While the extracts from the interviews above can give the impression that the police depart from a perspective in which the population is divided into citizens/non-citizens based on the dichotomy of white/non-white and ethnic minority/majority, the imagined community reproduced through practices of racial profiling cannot be reduced to such a simplistic binary model. People are read in a more multifaceted interplay of several categories and their markers, which means that the assumptions of who belongs and who does not belong are not always clear-cut, but contextual and shifting: My friend lives in Russia, and he came to visit me. [. . .] So we were just happy that we’d come to the park, and like we were probably visible, because we’re quite loud, and we were laughing and like ha-ha-haa and ha-ha. Then two policemen arrived [. . .]. We didn’t do anything; I don’t think that we disturbed anyone. After all, it was in the evening, and other people were there as well having fun.
The example can be interpreted in several ways. On the one hand, it can be taken as a case in point concerning the significance of examining noise and language in relation to police activity: ‘we’re quite loud’, the informant explains. As such, it complicates the discussion of ‘looks’ for policing. Is it behaviour—and not underlying conceptions of race—that makes the police focus on this particular group? It should be noted that there is a debate concerning the productivity of applying the concept of racialization to understand hierarchies in regions where the western systems of racism based on white supremacy were not adopted during the colonial epoch, such as in Eastern Europe (Komlosy et al., 2016: 311). The informant himself, nevertheless, underlines the importance of appearance: ‘we were probably visible’. He also stresses the different treatment by the police towards them compared with all the others who were in the park ‘as well having fun’. An interpretation, following the logics of the officer quoted previously, who expressed that there is a shared perception regulating who ‘looks Finnish, Swedish or Norwegian’, is that the police do not enforce an imagined community based on whiteness in general, but Nordic whiteness in particular: this is the norm against which bodies are measured and certain groups are criminalized. This specific form of whiteness has been constructed in relation to the West, making the informants who are from the eastern parts of Europe targets of the police.
The importance of scrutinizing how the European community is imagined and boundaries of belonging are drawn in different ways is underlined by several examples in our material. The most salient relates to EU citizens from Romania and Bulgaria, many of whom identify as Roma: this is a group particularly vulnerable to police control and discriminatory harassment. As criminologist Katja Franko Aas (2011: 343) has noted when examining the intertwining of crime and migration control: the right to free mobility in the European Union is a privilege extended only to certain groups.
════════════════
__Directions__
a. Please reproduce word for word the part of the passage on police racial profiling starting at "The importance of scrutinizing" and ending at "to certain groups.".
b. Resume the passage on police racial profiling, writing on from its final sentence.
════════════════
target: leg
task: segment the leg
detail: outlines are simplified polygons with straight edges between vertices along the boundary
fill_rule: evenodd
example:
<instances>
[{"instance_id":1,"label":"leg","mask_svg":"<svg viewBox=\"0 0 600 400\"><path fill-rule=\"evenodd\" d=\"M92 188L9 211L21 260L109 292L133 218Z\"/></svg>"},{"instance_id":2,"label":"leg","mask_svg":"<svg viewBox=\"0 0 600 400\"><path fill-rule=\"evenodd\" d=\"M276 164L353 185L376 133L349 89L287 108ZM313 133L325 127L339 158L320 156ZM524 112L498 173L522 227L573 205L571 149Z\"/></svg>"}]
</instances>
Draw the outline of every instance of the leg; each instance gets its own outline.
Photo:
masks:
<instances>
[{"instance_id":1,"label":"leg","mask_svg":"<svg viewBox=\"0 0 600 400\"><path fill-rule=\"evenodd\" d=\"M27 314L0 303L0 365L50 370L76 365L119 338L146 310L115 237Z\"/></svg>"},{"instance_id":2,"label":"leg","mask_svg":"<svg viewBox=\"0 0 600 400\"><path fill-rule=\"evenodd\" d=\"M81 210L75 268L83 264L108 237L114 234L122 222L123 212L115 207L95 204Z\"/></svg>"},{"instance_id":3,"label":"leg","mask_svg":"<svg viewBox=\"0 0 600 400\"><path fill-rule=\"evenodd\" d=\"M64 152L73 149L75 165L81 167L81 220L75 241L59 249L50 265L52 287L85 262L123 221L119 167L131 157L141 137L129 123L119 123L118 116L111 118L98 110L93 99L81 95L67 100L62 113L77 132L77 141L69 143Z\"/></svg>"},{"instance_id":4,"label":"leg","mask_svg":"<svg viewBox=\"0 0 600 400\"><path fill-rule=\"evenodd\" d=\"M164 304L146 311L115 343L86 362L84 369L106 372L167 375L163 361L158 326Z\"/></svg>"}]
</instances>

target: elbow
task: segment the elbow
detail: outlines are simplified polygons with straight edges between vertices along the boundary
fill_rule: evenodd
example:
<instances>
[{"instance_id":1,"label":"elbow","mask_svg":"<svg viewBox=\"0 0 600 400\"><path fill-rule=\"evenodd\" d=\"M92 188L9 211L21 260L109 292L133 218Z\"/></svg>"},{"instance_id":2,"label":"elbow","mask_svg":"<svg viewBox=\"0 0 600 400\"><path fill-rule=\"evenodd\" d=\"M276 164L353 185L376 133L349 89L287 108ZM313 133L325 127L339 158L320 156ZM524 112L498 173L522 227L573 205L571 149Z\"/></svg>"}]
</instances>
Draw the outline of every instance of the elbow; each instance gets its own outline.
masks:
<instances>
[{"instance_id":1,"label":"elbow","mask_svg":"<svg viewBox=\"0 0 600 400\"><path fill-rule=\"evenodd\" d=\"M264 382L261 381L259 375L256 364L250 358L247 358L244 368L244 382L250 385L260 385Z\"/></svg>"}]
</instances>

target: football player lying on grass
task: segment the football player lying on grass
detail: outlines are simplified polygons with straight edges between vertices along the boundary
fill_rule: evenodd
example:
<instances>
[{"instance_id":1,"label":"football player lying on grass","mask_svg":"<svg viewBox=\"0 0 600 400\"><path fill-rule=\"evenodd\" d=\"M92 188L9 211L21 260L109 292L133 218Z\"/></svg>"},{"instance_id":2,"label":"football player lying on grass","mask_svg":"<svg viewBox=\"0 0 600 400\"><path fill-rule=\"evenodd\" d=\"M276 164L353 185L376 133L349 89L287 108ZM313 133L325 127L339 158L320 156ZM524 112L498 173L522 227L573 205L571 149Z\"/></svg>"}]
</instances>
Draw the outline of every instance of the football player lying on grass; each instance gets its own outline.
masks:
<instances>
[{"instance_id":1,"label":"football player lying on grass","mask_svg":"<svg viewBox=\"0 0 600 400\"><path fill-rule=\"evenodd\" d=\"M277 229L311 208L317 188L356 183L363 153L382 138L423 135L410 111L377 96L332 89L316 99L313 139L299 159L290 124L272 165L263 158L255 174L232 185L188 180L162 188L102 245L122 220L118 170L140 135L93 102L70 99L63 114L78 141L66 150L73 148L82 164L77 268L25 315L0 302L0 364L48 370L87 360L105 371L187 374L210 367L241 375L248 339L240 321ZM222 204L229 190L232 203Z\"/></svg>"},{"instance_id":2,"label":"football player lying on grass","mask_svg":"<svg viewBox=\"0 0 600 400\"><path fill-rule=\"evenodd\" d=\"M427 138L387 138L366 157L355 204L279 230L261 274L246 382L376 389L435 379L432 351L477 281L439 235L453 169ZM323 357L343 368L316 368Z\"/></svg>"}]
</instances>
════════════════
__Exercise results__
a.
The importance of scrutinizing how the European community is imagined and boundaries of belonging are drawn in different ways is underlined by several examples in our material. The most salient relates to EU citizens from Romania and Bulgaria, many of whom identify as Roma: this is a group particularly vulnerable to police control and discriminatory harassment. As criminologist Katja Franko Aas (2011: 343) has noted when examining the intertwining of crime and migration control: the right to free mobility in the European Union is a privilege extended only to certain groups.

b.
Our argument is that the construction of whiteness, and who counts as the racialized ‘other’, is a flexible process constantly and contextually defined. Remarkably, the informants themselves offered in-depth analyses of this phenomenon. In the following quote, the interviewer with Latin-American background is again used as a comparison, this time not as an example of a person who does not belong because his body is read as non-white and non-European, but because he is thought of as a temporary visitor in the territorially stigmatized neighbourhood where the interview was conducted: Perhaps the police would have taken you for a customer. [. . .] With your hat, you stick out here. But if you go into town, you’ll blend in. We blend in here. But if we go into town like this [pointing to his sweatpants], we’ll stand out. There, I dress a little nicer, put on a pair of jeans or a nice sweater. No dark clothes. Hoodies are completely forbidden.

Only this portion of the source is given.